* [What the task asks]: Starting with the first line and ending with the one that holds "rough mask: <svg", retype the entries exactly.

* [Input records]:
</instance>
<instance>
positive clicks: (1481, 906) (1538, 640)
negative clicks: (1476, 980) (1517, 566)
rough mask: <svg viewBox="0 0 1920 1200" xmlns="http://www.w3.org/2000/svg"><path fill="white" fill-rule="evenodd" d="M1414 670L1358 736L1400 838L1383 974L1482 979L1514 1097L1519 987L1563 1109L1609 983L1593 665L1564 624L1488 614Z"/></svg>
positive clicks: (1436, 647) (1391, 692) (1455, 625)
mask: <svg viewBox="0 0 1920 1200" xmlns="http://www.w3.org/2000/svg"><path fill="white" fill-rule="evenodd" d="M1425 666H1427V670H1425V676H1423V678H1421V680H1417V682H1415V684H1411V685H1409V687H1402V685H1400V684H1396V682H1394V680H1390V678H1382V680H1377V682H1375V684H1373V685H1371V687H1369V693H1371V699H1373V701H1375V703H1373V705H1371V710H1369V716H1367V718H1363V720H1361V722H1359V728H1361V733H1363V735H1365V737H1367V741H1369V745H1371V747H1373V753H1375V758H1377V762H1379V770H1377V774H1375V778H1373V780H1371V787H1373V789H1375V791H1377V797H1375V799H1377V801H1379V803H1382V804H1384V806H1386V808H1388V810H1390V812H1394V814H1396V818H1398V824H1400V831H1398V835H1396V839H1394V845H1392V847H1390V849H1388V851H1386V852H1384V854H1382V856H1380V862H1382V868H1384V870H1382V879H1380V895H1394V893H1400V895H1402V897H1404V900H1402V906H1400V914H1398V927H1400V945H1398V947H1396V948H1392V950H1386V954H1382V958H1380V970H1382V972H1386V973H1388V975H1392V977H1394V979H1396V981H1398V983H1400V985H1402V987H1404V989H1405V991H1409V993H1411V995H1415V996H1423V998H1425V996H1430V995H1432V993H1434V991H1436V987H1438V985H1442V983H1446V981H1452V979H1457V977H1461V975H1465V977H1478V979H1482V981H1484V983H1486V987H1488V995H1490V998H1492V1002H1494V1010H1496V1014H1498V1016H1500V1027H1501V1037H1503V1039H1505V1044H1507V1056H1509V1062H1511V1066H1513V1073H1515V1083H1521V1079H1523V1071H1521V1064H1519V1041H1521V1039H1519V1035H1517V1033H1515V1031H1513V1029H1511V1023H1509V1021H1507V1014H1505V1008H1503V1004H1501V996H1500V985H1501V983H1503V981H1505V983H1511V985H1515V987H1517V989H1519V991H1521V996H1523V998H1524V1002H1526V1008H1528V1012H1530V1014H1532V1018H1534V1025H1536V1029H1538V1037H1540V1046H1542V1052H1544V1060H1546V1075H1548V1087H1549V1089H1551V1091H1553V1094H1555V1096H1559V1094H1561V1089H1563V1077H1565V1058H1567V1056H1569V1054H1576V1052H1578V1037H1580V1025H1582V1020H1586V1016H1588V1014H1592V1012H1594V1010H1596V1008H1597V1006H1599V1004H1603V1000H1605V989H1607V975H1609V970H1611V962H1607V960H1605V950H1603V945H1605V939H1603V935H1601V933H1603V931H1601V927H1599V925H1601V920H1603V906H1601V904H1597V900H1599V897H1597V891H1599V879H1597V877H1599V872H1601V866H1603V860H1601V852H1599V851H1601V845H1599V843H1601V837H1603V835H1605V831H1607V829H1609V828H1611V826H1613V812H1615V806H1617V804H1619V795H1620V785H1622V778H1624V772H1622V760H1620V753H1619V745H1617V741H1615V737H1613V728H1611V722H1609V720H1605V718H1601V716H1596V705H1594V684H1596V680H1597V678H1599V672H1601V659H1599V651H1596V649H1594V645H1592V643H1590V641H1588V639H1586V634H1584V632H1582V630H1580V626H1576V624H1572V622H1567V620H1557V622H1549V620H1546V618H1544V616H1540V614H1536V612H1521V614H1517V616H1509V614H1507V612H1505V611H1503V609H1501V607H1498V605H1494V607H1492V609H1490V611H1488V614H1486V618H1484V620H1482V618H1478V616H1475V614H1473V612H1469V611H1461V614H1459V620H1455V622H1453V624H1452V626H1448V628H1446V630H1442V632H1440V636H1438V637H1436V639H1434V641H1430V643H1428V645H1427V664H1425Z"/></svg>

* [Answer to the problem]:
</instance>
<instance>
positive clicks: (1481, 906) (1538, 640)
negative clicks: (1476, 980) (1517, 566)
rough mask: <svg viewBox="0 0 1920 1200" xmlns="http://www.w3.org/2000/svg"><path fill="white" fill-rule="evenodd" d="M1414 670L1358 736L1400 838L1383 974L1482 979L1514 1097L1519 987L1563 1109L1609 983L1593 665L1564 624L1488 614Z"/></svg>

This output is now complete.